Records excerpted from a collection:
★ ★ ★ ★ ★

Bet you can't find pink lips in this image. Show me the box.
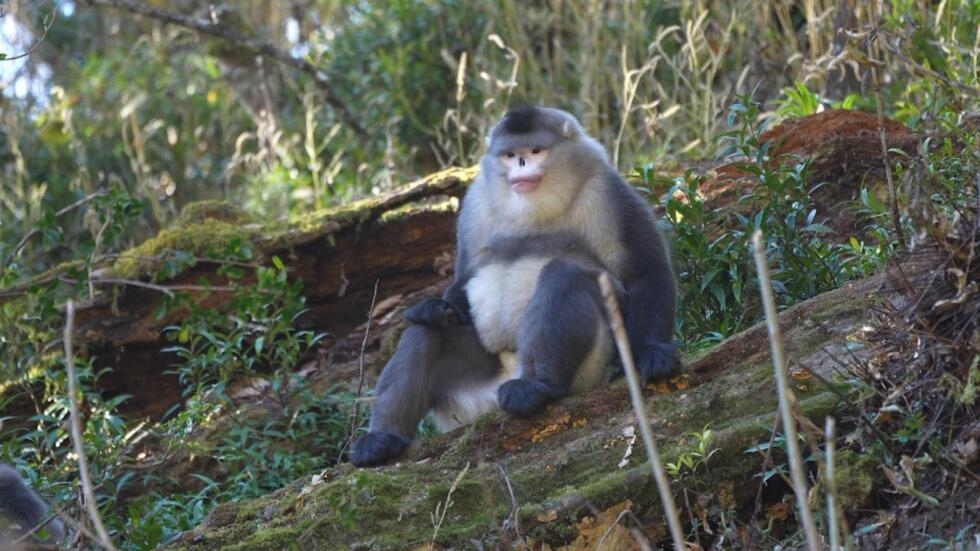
[510,177,541,193]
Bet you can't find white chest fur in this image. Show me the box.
[466,257,549,353]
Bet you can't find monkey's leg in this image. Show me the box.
[498,259,611,416]
[625,278,681,382]
[349,325,500,467]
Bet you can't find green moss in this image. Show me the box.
[834,450,884,511]
[112,218,258,279]
[176,201,253,227]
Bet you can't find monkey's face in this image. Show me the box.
[500,147,548,195]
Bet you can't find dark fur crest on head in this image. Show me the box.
[503,105,538,134]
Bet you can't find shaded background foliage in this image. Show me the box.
[0,0,980,549]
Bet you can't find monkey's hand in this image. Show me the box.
[497,379,559,417]
[347,431,412,467]
[633,341,681,383]
[405,298,470,327]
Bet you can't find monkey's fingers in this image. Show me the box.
[636,342,681,383]
[348,432,412,467]
[497,379,558,417]
[405,298,469,327]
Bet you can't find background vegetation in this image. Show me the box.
[0,0,980,549]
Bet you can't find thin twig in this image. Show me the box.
[865,21,905,244]
[752,230,821,551]
[824,415,844,551]
[599,272,686,551]
[340,279,381,464]
[0,2,58,62]
[64,299,116,551]
[0,189,108,268]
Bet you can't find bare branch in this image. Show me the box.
[89,0,367,136]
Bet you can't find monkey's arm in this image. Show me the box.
[620,192,681,381]
[405,243,472,327]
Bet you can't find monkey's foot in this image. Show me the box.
[636,342,681,383]
[405,298,469,327]
[348,432,412,467]
[497,379,558,417]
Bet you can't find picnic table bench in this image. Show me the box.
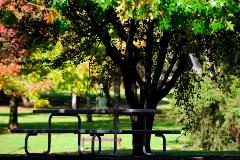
[11,109,181,155]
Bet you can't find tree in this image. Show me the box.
[0,0,62,128]
[25,0,239,155]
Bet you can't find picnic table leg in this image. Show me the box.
[91,134,102,154]
[159,134,167,153]
[24,133,49,155]
[113,114,118,154]
[143,115,151,155]
[47,113,81,153]
[24,133,37,155]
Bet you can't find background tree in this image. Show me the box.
[48,0,239,154]
[0,0,62,128]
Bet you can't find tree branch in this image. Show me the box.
[157,54,188,101]
[151,31,172,91]
[145,21,154,87]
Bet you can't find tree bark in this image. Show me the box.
[8,97,18,128]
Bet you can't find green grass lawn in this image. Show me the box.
[0,107,191,154]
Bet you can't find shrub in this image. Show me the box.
[175,76,240,150]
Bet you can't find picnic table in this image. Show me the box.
[11,109,181,155]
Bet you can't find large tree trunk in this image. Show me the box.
[8,97,18,128]
[131,101,158,155]
[103,84,113,108]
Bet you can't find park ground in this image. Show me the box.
[0,106,240,160]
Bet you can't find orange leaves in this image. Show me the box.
[43,11,57,24]
[18,0,24,5]
[0,63,21,76]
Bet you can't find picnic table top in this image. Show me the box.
[33,108,156,115]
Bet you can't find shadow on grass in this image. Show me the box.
[0,112,33,117]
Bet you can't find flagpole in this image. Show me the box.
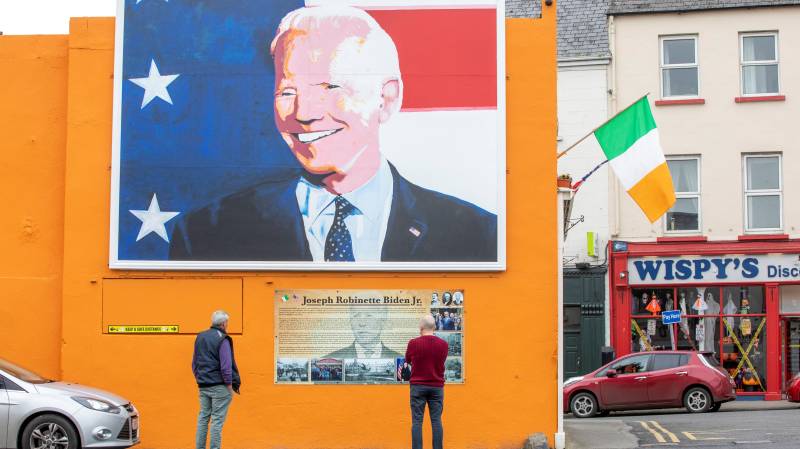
[556,92,650,159]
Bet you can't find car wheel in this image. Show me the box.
[683,387,713,413]
[22,415,79,449]
[569,393,597,418]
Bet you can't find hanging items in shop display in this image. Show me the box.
[645,294,661,315]
[739,298,750,315]
[692,293,708,312]
[739,318,753,337]
[694,321,706,351]
[723,293,736,328]
[631,320,653,351]
[723,319,767,391]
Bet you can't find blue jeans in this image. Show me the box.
[195,385,233,449]
[411,385,444,449]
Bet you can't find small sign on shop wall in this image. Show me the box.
[108,324,180,334]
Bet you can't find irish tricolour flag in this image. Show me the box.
[594,96,675,223]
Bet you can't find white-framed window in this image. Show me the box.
[660,36,700,98]
[664,156,701,233]
[743,154,783,232]
[739,32,780,96]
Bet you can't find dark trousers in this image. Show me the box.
[411,385,444,449]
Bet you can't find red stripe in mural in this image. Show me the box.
[368,8,497,110]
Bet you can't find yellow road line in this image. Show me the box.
[650,421,681,443]
[639,421,667,443]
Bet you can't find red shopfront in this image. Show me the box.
[609,236,800,400]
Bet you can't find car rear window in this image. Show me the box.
[653,354,689,371]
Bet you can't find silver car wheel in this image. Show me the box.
[686,390,708,412]
[28,422,69,449]
[572,395,594,417]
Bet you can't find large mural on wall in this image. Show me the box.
[109,0,505,270]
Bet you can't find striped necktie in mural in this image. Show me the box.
[325,195,355,262]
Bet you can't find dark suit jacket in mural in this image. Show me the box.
[169,166,497,262]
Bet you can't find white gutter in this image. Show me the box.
[554,189,570,449]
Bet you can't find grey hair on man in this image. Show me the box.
[211,310,230,327]
[269,5,403,112]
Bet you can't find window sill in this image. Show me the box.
[733,95,786,103]
[656,98,706,106]
[656,235,708,243]
[737,234,789,242]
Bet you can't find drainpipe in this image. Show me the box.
[554,188,571,449]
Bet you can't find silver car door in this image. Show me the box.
[0,376,12,447]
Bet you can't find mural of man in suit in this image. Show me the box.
[170,6,497,262]
[325,306,403,360]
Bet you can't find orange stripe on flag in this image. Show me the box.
[628,162,675,223]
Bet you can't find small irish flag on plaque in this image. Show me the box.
[594,96,675,223]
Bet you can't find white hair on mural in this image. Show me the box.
[270,5,403,112]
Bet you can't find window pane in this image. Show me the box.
[667,198,700,231]
[631,288,675,315]
[722,287,766,315]
[664,67,697,97]
[563,305,581,332]
[742,36,777,62]
[667,159,698,193]
[663,39,695,65]
[747,157,780,190]
[747,195,781,229]
[631,316,674,352]
[742,64,778,94]
[653,354,681,371]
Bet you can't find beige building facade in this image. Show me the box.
[609,6,800,241]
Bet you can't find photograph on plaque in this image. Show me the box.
[274,289,464,384]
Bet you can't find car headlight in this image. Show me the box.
[72,396,120,415]
[564,376,583,387]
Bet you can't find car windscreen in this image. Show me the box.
[700,352,720,368]
[0,359,52,384]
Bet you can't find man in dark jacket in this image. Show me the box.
[192,310,241,449]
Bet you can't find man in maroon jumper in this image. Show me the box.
[406,315,447,449]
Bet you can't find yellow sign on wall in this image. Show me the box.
[108,324,180,334]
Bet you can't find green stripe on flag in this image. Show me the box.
[594,96,656,160]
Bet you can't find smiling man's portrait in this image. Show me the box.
[111,0,502,267]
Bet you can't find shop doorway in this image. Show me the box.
[561,268,606,379]
[781,317,800,391]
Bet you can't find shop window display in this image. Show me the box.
[631,286,767,393]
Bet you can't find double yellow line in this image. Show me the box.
[639,421,681,443]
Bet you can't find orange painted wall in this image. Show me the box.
[4,2,557,449]
[0,36,67,377]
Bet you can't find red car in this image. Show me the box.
[786,374,800,402]
[564,351,736,418]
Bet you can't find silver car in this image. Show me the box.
[0,359,139,449]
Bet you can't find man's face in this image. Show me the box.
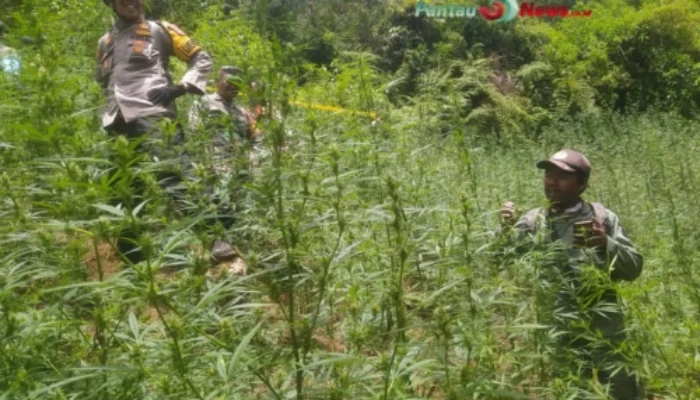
[544,166,588,204]
[113,0,143,21]
[218,74,238,101]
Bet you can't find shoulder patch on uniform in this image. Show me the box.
[161,21,185,36]
[161,21,200,61]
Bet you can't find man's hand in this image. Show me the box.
[574,219,608,250]
[500,201,517,227]
[148,85,187,106]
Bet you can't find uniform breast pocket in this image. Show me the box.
[97,50,113,81]
[128,39,158,65]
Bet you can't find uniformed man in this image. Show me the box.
[0,21,20,74]
[189,66,255,261]
[95,0,212,262]
[500,149,644,400]
[189,66,255,160]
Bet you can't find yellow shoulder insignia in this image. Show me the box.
[161,21,200,61]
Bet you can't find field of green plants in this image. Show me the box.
[0,0,700,399]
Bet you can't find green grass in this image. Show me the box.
[0,4,700,399]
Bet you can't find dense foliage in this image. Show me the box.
[0,0,700,399]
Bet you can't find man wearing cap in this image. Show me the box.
[189,66,255,155]
[189,66,254,261]
[95,0,212,263]
[500,149,644,400]
[0,21,20,75]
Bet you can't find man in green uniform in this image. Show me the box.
[500,149,644,400]
[189,66,254,261]
[0,21,20,74]
[95,0,212,263]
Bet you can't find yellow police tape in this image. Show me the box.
[289,101,377,118]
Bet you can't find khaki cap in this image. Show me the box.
[537,149,591,177]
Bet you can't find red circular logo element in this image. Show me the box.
[479,1,506,21]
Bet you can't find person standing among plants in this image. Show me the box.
[95,0,212,263]
[0,21,20,74]
[500,149,644,400]
[189,66,256,161]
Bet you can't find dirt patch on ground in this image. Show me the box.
[83,242,121,281]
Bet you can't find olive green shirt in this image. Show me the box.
[514,202,644,340]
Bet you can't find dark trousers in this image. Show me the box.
[555,313,645,400]
[107,117,188,264]
[107,117,234,264]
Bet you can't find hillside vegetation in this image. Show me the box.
[0,0,700,399]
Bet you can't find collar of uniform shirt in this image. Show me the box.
[551,201,583,215]
[114,17,144,31]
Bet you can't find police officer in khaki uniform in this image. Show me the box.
[500,149,644,400]
[95,0,212,263]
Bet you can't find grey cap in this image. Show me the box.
[537,149,592,177]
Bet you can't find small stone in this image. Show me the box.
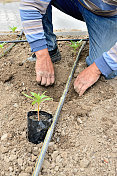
[56,155,62,163]
[32,155,37,162]
[56,137,60,142]
[22,131,26,138]
[43,160,50,169]
[80,168,84,172]
[61,131,65,136]
[77,118,82,124]
[19,62,23,66]
[80,158,90,168]
[27,147,32,153]
[18,158,23,166]
[52,151,59,160]
[13,103,18,108]
[9,155,17,161]
[1,147,9,154]
[9,167,13,172]
[1,133,8,141]
[73,168,78,173]
[25,166,32,174]
[19,172,29,176]
[54,166,59,171]
[49,142,54,147]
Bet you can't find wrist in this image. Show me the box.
[35,48,49,59]
[92,62,101,75]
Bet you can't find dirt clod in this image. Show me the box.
[0,33,117,176]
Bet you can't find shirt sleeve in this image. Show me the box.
[20,0,51,52]
[95,42,117,77]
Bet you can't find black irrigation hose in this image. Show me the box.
[0,38,89,43]
[32,41,86,176]
[0,31,23,58]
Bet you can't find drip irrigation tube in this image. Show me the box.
[0,31,23,58]
[0,38,89,43]
[32,41,86,176]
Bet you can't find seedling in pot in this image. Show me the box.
[23,92,53,144]
[0,42,6,50]
[23,91,52,121]
[9,26,17,33]
[69,39,82,53]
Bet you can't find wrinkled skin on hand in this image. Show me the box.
[35,49,55,86]
[74,63,101,96]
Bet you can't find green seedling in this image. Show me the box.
[9,26,17,33]
[69,39,82,53]
[0,42,6,50]
[23,91,53,121]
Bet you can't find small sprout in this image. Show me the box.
[23,91,53,121]
[9,26,17,33]
[69,39,82,53]
[0,42,6,49]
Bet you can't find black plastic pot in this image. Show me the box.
[27,111,53,144]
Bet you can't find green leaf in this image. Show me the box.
[40,97,53,102]
[32,100,37,105]
[22,93,34,99]
[31,92,40,100]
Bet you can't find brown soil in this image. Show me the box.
[0,33,117,176]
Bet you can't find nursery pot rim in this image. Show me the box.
[27,110,53,122]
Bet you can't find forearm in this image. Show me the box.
[20,0,51,52]
[95,42,117,77]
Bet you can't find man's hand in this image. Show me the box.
[74,63,101,96]
[35,49,55,86]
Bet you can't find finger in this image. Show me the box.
[79,85,88,96]
[74,81,84,93]
[50,75,55,84]
[36,75,42,84]
[41,76,47,86]
[45,77,51,86]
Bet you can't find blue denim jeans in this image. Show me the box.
[43,0,117,79]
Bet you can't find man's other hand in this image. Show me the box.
[74,63,101,96]
[35,49,55,86]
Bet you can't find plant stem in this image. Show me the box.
[38,103,39,121]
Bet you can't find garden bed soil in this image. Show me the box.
[0,33,117,176]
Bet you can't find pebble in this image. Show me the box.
[18,158,23,166]
[52,151,59,160]
[9,167,13,172]
[56,137,60,142]
[54,166,59,171]
[19,172,29,176]
[61,130,65,136]
[80,158,90,168]
[49,142,54,147]
[9,155,17,161]
[27,147,32,153]
[56,155,62,163]
[43,160,50,169]
[13,103,18,108]
[25,166,32,173]
[1,133,8,141]
[1,147,9,154]
[22,131,26,138]
[32,155,37,162]
[77,118,82,124]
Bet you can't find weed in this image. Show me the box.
[23,91,53,121]
[69,39,82,53]
[0,42,6,50]
[9,26,17,33]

★ ★ ★ ★ ★

THE EXERCISE:
Render the data starting at the line containing "Bet you can't find large tree" and ending at the line containing "[0,112,33,117]" as a two-column CSV with the headers text and answer. Give one row per item, and put each text and its full answer in its own quoted field, with line breaks replaced by spaces.

RESULT FOR THIS TASK:
text,answer
"Bet you can't find large tree trunk in this image. Show me the box.","[8,97,18,128] [131,101,158,155] [103,84,113,108]"
"Bet you can't find park ground in this image. Show me the box.","[0,106,240,160]"
"Bet you can't find orange leaves in this image. Show me the box.","[43,11,57,24] [18,0,24,5] [0,63,21,76]"
"Bet you can't find picnic table top in this image. Show me the box.","[33,108,156,115]"
"Bet you can't find shadow on grass in this image. Show me the box.","[0,112,33,117]"